• Written task
Starting with the line that has "If you could mark the aircraft" in it, repeat every line through the last one, word for word, and give nothing more.

Stored records:
————————

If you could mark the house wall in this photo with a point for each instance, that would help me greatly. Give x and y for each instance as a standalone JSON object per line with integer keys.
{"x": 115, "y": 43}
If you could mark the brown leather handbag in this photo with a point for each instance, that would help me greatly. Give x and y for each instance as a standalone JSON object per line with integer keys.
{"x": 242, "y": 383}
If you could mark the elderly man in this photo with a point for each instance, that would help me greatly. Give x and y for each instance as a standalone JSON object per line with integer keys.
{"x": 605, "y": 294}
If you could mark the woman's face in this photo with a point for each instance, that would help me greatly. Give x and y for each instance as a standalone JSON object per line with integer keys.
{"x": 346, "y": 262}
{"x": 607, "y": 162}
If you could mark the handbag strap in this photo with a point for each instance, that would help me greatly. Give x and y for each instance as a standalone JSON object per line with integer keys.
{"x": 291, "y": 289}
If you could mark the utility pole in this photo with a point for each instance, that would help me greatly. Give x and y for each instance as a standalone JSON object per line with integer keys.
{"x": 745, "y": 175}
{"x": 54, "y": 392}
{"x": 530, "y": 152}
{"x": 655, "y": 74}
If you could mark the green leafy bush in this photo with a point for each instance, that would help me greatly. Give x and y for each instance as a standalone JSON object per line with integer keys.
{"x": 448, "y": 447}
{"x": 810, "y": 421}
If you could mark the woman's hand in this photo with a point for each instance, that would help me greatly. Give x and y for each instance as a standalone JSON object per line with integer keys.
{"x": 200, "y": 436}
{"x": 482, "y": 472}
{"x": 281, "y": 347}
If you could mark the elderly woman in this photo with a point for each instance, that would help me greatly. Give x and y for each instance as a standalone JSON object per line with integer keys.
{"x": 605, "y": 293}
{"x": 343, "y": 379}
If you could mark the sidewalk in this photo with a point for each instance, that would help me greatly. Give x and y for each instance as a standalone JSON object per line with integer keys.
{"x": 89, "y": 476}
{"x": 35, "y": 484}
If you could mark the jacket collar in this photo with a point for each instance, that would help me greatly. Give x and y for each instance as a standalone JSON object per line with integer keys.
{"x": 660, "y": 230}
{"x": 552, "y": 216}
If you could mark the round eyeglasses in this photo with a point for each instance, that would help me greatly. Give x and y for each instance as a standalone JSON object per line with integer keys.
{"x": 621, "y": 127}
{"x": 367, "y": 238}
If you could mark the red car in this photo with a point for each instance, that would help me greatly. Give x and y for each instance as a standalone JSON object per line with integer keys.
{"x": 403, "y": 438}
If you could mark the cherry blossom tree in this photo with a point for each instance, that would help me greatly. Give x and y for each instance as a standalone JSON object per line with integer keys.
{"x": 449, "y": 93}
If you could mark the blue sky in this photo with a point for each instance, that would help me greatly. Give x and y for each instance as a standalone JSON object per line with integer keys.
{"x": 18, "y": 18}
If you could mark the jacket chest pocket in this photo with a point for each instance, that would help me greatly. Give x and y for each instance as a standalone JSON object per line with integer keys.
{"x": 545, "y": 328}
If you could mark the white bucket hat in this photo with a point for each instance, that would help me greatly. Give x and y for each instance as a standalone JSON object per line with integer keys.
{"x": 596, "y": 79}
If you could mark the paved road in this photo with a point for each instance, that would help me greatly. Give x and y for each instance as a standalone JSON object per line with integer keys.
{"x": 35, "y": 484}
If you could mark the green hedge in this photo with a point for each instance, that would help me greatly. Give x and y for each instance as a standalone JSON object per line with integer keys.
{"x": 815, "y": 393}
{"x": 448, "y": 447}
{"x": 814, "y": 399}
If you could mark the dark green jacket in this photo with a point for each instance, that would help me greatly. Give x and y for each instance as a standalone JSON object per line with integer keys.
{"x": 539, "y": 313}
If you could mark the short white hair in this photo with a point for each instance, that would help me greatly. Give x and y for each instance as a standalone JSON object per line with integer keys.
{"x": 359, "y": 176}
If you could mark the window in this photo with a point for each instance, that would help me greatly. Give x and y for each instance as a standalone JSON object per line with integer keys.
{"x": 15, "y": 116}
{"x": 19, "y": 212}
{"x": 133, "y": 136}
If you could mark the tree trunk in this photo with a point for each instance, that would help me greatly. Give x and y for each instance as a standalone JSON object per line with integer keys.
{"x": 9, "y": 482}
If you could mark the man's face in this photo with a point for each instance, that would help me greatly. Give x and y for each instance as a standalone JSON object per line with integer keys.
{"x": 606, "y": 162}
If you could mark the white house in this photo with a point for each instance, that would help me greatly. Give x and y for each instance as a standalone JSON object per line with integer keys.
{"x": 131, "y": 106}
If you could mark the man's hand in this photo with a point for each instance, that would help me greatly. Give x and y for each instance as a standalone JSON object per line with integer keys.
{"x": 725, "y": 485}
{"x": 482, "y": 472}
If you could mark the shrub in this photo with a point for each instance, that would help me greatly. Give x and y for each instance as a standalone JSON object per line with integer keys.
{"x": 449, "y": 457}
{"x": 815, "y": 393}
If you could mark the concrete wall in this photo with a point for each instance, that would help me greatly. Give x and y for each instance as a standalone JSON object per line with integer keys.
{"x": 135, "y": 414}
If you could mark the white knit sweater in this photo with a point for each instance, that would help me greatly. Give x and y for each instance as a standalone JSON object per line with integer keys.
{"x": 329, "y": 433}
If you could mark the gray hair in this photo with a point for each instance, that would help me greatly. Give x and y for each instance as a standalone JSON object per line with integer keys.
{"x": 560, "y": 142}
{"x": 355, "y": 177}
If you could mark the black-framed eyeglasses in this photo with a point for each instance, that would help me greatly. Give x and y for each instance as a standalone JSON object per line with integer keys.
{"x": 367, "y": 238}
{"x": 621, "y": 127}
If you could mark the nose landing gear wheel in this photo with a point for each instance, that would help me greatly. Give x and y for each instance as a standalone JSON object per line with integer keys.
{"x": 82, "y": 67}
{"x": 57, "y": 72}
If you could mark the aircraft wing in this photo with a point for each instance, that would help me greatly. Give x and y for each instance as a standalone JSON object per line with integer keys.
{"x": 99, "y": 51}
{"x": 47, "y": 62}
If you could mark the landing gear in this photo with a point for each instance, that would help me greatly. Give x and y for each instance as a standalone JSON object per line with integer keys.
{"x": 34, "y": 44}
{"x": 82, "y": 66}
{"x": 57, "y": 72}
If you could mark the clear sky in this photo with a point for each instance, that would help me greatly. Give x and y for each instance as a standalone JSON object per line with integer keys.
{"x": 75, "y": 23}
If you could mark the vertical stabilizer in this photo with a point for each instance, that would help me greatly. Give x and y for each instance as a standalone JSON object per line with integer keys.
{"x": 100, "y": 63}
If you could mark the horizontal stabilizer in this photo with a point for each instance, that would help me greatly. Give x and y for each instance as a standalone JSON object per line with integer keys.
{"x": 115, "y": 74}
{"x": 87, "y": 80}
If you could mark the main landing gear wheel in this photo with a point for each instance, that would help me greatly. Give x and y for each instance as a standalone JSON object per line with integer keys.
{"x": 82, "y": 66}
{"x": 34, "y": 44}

————————

• Correct answer
If you could mark the aircraft wing in this photo with a point for each instance, that would help me greatly. Give x and y for each instance as a standalone JSON object per line with integer keys.
{"x": 99, "y": 51}
{"x": 47, "y": 62}
If you could mark the landing gear in this photo with a point for each instance, that would help me greatly. Give x and y for each instance as a standalone JSON object per line with integer keys.
{"x": 34, "y": 44}
{"x": 82, "y": 66}
{"x": 57, "y": 72}
If you could mark the clear sky in this photo with a point for each instance, that would help me greatly. Give x and y for each instance as a standalone JSON object per line with integer keys.
{"x": 75, "y": 23}
If you could mark the vertical stabilizer in this photo with a point for each instance, that would help me greatly. Give x and y for each instance as a standalone JSON object per line with integer keys.
{"x": 100, "y": 63}
If you could mark the horizontal stabilizer in this photo with a point for each instance, that would help me greatly. Give x and y for each instance as a standalone JSON object per line with integer keys.
{"x": 115, "y": 74}
{"x": 87, "y": 80}
If you could mark the main landing gear wheel in this photo with a point for each instance, that would help me greatly. Give x and y for each instance as a standalone JSON object per line with integer keys.
{"x": 82, "y": 66}
{"x": 34, "y": 44}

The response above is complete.